- SHORT TASK -
Format the stretch of data from the line containing "Segment woman in" through the line containing "[597,161,618,179]" as a Markdown table with the columns Row and Line. Number each line in order and leave out any blank lines.

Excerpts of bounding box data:
^^^^

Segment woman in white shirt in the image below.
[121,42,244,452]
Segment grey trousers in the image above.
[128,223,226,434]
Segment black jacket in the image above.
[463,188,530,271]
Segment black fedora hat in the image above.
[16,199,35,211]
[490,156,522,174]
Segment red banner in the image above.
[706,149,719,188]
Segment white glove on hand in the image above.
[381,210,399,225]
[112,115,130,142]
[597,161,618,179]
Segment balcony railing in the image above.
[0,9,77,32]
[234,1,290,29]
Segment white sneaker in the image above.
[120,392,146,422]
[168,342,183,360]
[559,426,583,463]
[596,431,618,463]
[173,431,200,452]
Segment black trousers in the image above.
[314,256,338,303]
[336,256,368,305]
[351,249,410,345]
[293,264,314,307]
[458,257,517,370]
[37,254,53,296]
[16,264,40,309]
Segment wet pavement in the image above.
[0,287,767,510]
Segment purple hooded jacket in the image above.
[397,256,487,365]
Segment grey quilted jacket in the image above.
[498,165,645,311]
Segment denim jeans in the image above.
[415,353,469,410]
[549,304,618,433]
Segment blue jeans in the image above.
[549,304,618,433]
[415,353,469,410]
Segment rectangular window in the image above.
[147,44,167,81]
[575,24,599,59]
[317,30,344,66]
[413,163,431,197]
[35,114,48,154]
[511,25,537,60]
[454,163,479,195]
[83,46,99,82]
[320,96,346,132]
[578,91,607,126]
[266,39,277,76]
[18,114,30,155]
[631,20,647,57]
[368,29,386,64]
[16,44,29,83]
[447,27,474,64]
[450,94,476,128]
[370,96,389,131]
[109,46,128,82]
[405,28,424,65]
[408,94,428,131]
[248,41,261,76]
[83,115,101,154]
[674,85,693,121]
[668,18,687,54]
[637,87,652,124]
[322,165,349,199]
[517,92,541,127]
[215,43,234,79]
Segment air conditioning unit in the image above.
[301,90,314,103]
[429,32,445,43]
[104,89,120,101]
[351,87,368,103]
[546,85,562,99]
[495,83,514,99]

^^^^

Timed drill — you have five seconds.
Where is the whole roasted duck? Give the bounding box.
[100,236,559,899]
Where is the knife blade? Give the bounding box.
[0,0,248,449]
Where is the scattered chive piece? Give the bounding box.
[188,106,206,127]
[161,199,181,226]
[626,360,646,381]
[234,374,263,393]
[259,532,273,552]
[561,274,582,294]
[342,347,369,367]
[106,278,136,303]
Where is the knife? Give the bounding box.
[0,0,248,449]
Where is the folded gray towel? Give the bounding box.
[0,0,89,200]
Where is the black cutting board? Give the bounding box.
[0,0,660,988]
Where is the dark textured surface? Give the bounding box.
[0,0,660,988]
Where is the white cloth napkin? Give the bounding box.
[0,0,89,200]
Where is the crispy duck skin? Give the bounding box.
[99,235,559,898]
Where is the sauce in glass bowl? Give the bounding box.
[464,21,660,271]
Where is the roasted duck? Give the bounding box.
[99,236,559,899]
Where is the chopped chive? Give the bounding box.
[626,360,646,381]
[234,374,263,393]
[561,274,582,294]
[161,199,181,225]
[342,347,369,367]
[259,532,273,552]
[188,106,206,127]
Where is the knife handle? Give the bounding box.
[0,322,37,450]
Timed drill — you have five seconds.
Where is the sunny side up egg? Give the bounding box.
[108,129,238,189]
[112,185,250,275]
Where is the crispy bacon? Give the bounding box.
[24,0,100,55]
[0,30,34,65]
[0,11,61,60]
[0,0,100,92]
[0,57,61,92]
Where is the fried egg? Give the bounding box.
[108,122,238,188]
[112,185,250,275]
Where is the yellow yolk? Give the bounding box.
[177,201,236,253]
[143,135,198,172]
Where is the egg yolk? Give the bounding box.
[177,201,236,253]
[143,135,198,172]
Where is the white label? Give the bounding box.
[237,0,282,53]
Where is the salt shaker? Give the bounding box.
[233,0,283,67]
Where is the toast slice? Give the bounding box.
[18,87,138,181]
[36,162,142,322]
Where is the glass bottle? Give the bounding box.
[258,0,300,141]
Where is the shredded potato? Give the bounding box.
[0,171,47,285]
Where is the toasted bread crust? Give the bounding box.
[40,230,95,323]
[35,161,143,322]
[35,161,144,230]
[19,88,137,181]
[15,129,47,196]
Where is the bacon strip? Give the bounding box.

^^^^

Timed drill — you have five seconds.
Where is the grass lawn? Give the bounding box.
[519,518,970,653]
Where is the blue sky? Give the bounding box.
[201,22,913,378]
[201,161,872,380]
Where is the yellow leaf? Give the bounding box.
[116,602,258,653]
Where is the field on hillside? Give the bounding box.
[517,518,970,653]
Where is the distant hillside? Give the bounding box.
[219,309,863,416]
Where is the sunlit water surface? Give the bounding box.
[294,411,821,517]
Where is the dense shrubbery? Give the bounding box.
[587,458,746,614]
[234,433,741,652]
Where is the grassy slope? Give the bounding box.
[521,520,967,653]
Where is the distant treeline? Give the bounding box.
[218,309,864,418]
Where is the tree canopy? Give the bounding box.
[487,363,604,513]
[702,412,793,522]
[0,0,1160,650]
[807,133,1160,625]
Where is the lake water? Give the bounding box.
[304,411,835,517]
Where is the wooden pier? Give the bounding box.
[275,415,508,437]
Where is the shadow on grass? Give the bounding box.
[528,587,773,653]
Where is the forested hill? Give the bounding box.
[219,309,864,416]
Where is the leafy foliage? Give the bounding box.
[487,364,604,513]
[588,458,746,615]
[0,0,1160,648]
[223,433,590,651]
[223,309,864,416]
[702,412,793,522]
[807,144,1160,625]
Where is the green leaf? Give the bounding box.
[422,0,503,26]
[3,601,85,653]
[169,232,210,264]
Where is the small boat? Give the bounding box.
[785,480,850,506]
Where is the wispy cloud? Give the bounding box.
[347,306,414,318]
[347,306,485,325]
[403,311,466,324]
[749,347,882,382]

^^^^

- CORRECT ANSWER -
| Row | Line |
|---|---|
| 1 | Segment woman in white shirt in the image below. |
| 2 | [121,42,244,452] |
| 3 | Segment grey trousers in the image above. |
| 4 | [128,223,226,434] |
| 5 | Segment black jacket in the image above. |
| 6 | [463,188,530,271] |
| 7 | Segment black fedora hat in the image above. |
| 8 | [16,199,35,211] |
| 9 | [490,156,522,174] |
| 10 | Segment red banner in the image above. |
| 11 | [706,149,719,188] |
| 12 | Segment white glove on hand in the image above. |
| 13 | [381,210,399,225] |
| 14 | [112,115,130,142] |
| 15 | [597,161,618,179] |